*EXCERPTED TEXT*.
++++++
The Quality-Cost Connection: Develop a patient safety management system
The Quality-Cost Connection: Develop a patient safety management system
Know the right questions to ask
By Patrice Spath, RHIT
Brown-Spath Associates
Forest Grove, OR
Every health care facility should have some type of patient safety management (PSM) system in place. Some programs are more formal than others. While there is no ideal model to follow, there are fundamental questions that organizations need to address: "Are all the elements of an effective patient safety program in place?" "Are the elements integrated?" "Do actual patient care practices conform with safety goals?" And perhaps the most important: "If the patient safety director left tomorrow, would the program continue to function effectively?"
This is the first in a series of three articles on the essential elements of a PSM system. The building blocks of an effective program are presented along with self-assessment tools. The questions can be used to identify to what extent your PSM system conforms to the generally agreed upon fundamentals of an effective program.
++++++
*GIVEN DATA*.
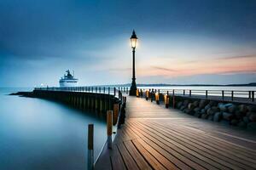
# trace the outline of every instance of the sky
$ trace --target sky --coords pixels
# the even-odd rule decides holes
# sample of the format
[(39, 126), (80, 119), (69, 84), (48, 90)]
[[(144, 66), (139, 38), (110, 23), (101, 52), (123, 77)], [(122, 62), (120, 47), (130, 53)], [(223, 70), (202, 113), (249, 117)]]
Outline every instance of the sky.
[(0, 87), (256, 82), (254, 0), (0, 0)]

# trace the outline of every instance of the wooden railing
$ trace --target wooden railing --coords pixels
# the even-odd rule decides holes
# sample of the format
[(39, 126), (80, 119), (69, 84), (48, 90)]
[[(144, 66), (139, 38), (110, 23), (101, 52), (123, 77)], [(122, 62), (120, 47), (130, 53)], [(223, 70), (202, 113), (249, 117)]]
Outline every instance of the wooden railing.
[(218, 100), (244, 100), (248, 102), (254, 102), (255, 91), (243, 91), (243, 90), (198, 90), (198, 89), (148, 89), (138, 88), (139, 93), (163, 94), (167, 95), (194, 97), (200, 99), (212, 99)]

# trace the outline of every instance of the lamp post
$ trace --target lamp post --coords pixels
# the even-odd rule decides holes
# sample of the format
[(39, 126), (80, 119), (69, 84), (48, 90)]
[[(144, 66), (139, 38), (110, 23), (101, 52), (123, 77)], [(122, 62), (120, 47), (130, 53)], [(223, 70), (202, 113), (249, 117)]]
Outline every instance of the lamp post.
[(135, 34), (134, 30), (132, 31), (132, 35), (131, 37), (131, 46), (132, 48), (132, 82), (130, 88), (130, 95), (136, 96), (137, 86), (136, 86), (136, 78), (135, 78), (135, 48), (137, 45), (137, 37)]

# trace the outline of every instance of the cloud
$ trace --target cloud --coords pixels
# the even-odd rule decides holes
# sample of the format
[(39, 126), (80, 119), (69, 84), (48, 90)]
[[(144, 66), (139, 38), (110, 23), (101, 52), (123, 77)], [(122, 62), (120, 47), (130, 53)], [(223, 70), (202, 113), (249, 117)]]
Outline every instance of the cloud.
[(176, 70), (161, 67), (161, 66), (151, 66), (151, 68), (160, 70), (160, 71), (169, 71), (169, 72), (176, 72), (177, 71)]
[(220, 58), (218, 58), (216, 60), (240, 60), (240, 59), (255, 59), (256, 60), (256, 54), (220, 57)]

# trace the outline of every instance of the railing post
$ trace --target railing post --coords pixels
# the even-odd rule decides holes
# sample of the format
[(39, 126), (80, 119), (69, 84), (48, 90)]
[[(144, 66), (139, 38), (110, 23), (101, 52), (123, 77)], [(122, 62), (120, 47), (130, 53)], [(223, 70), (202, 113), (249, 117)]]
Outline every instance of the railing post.
[(154, 94), (154, 98), (155, 98), (155, 102), (157, 105), (160, 105), (160, 101), (159, 101), (159, 93)]
[(174, 94), (174, 89), (172, 90), (172, 108), (175, 109), (175, 94)]
[(88, 170), (94, 169), (94, 150), (93, 150), (93, 124), (88, 125), (88, 156), (87, 156), (87, 167)]
[(208, 98), (208, 90), (206, 90), (206, 99)]
[(169, 107), (169, 101), (170, 101), (170, 96), (169, 96), (169, 94), (167, 93), (167, 95), (166, 96), (166, 108)]
[(232, 101), (234, 100), (234, 91), (233, 90), (231, 91), (231, 100)]
[(119, 104), (113, 104), (113, 125), (116, 125), (119, 116)]
[(112, 149), (112, 128), (113, 128), (113, 111), (107, 111), (107, 135), (108, 148)]

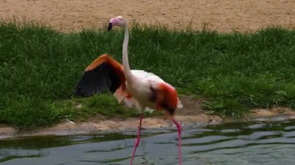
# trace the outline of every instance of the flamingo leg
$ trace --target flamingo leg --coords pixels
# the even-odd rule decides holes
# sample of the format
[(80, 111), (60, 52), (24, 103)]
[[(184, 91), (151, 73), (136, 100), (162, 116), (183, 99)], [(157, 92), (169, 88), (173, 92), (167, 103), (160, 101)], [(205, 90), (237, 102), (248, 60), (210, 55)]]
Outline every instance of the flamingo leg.
[(139, 141), (140, 141), (140, 130), (141, 128), (141, 123), (142, 122), (142, 118), (143, 116), (143, 112), (140, 113), (140, 116), (139, 117), (139, 126), (138, 127), (138, 132), (137, 133), (137, 138), (136, 139), (136, 141), (135, 141), (135, 144), (134, 145), (134, 149), (133, 151), (133, 153), (132, 154), (132, 157), (131, 158), (131, 161), (130, 162), (130, 165), (132, 165), (132, 162), (133, 161), (133, 159), (134, 157), (134, 154), (135, 153), (135, 151), (136, 151), (136, 147), (138, 146), (138, 143), (139, 143)]
[(173, 120), (173, 122), (177, 126), (178, 129), (178, 156), (179, 159), (179, 165), (181, 165), (181, 145), (180, 145), (180, 138), (181, 136), (181, 126), (177, 123), (175, 120)]

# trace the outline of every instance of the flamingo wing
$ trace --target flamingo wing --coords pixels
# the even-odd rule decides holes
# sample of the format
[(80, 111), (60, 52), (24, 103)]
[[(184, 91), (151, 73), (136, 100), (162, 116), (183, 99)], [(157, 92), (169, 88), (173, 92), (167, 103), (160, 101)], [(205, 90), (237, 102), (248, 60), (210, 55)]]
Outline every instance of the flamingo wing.
[(122, 65), (109, 55), (104, 54), (87, 67), (75, 93), (79, 96), (89, 96), (107, 89), (114, 94), (125, 89), (125, 82)]

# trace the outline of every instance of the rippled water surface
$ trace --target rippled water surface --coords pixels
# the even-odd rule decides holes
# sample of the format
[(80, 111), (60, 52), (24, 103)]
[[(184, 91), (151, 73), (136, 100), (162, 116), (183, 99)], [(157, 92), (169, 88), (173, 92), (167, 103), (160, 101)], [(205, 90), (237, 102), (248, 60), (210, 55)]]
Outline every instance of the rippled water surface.
[[(142, 132), (134, 165), (178, 164), (176, 128)], [(136, 133), (1, 140), (0, 164), (129, 165)], [(295, 165), (295, 121), (186, 128), (181, 143), (183, 165)]]

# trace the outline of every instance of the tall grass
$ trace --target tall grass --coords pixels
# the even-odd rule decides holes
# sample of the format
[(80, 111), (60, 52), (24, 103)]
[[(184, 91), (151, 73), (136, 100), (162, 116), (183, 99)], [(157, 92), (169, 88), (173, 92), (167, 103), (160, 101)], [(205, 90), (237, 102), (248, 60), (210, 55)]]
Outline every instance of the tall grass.
[[(131, 31), (131, 68), (204, 97), (207, 110), (238, 115), (249, 108), (295, 107), (295, 31), (219, 34), (136, 25)], [(35, 25), (0, 25), (0, 122), (26, 127), (80, 115), (54, 101), (71, 98), (84, 69), (99, 55), (121, 62), (123, 37), (121, 30), (66, 34)], [(109, 104), (94, 104), (95, 112), (108, 106), (121, 110), (112, 97), (100, 96), (94, 100)]]

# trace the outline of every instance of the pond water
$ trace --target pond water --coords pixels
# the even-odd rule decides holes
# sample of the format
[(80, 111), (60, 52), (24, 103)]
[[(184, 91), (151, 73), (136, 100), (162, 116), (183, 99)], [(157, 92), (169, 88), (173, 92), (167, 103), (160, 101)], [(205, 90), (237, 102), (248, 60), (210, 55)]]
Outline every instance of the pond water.
[[(183, 165), (294, 165), (295, 121), (183, 126)], [(168, 129), (169, 128), (169, 129)], [(142, 131), (133, 165), (178, 165), (176, 128)], [(136, 131), (0, 140), (0, 165), (129, 165)]]

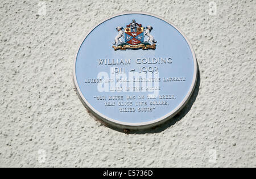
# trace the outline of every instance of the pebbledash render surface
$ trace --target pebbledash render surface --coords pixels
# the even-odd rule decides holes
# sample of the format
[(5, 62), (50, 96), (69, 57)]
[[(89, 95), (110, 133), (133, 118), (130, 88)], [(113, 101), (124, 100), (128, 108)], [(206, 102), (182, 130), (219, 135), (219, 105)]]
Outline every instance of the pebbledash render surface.
[[(0, 167), (255, 167), (255, 3), (1, 1)], [(177, 115), (127, 135), (85, 110), (73, 69), (86, 34), (130, 11), (156, 14), (181, 29), (199, 73)], [(113, 53), (115, 28), (124, 31), (131, 20), (106, 33)], [(156, 28), (150, 33), (158, 48)]]
[(197, 74), (184, 35), (160, 17), (138, 12), (96, 25), (74, 65), (84, 105), (104, 122), (125, 129), (155, 126), (174, 117), (191, 96)]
++++++
*PROBLEM DETAILS*. Continue the article on building a patient safety management system from its last sentence.

*EXPECTED ANSWER*.
The checklists have been developed primarily to improve your understanding of critical PSM elements and raise awareness.
The elements incorporated into the checklists have been drawn from a number of sources and tailored to the unique needs of health care organizations. When you have completed the checklist, there are many different actions you can take depending on the results.
Hopefully the self-assessment process will provide some ideas for actions. If a task group or committee completes the checklist, get them together again to review the results and discuss next steps.
The PSM system promotes continual improvement in all elements of performance that affect patient safety in a health care environment. The core elements of the program are illustrated in the chart. These elements are connected in much the same way as the "Plan, Do, Check, Act" cycle of continuous improvement. While different organizations may use different terms, all the essential elements must be present in some form.
In this installment, we’ll explore the policy-setting phase. The PSM system derives its goals from the organization’s patient safety policy. It is established by the board of trustees and other top leaders, documented, and widely communicated throughout the organization. The policy should include a commitment to continual improvement, patient injury prevention, regulatory/accreditation compliance, and a management framework.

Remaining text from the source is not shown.